Your goal:
The full listing below should be copied verbatim.

The data:

== Segment start ==

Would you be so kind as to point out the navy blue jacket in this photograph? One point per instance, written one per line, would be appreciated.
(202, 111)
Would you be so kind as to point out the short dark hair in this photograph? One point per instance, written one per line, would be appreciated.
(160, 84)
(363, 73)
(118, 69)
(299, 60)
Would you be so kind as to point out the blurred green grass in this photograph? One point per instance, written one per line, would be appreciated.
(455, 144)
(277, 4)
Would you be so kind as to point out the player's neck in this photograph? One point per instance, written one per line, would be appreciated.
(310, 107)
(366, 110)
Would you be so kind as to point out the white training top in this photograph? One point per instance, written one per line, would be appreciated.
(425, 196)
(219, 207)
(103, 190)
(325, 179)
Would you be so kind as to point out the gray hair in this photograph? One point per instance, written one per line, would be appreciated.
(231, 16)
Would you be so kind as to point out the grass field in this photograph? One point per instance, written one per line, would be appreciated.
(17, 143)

== Segment end ==

Exercise output:
Would you be so kind as to point out the navy blue jacket in this photograph? One point per instance, written one per line, would be appreciated.
(202, 111)
Would you be so kind as to point out the short dark hair in this photograph? One point per instance, written one per line, would be appreciated.
(160, 84)
(363, 73)
(118, 69)
(299, 60)
Would you be so kind as to point out the blurred green grass in this photograph? One point per instance, written one per line, would be appreciated.
(455, 144)
(277, 4)
Would you be so kind as to point out the player's neck in this photograph? One point per instance, written one per line, would be appreciated.
(310, 107)
(366, 110)
Would you be so kind as to point out the white training top in this photograph? One point per instance, written one per line, would be appreciated.
(425, 196)
(219, 207)
(103, 190)
(325, 179)
Would you be so kind as to point out the gray hair in this photograph? One point per instance, written one per line, would be appreciated.
(231, 16)
Would you be so kind as to point out the grass field in this photograph? One point per instance, written one per line, would be appreciated.
(17, 143)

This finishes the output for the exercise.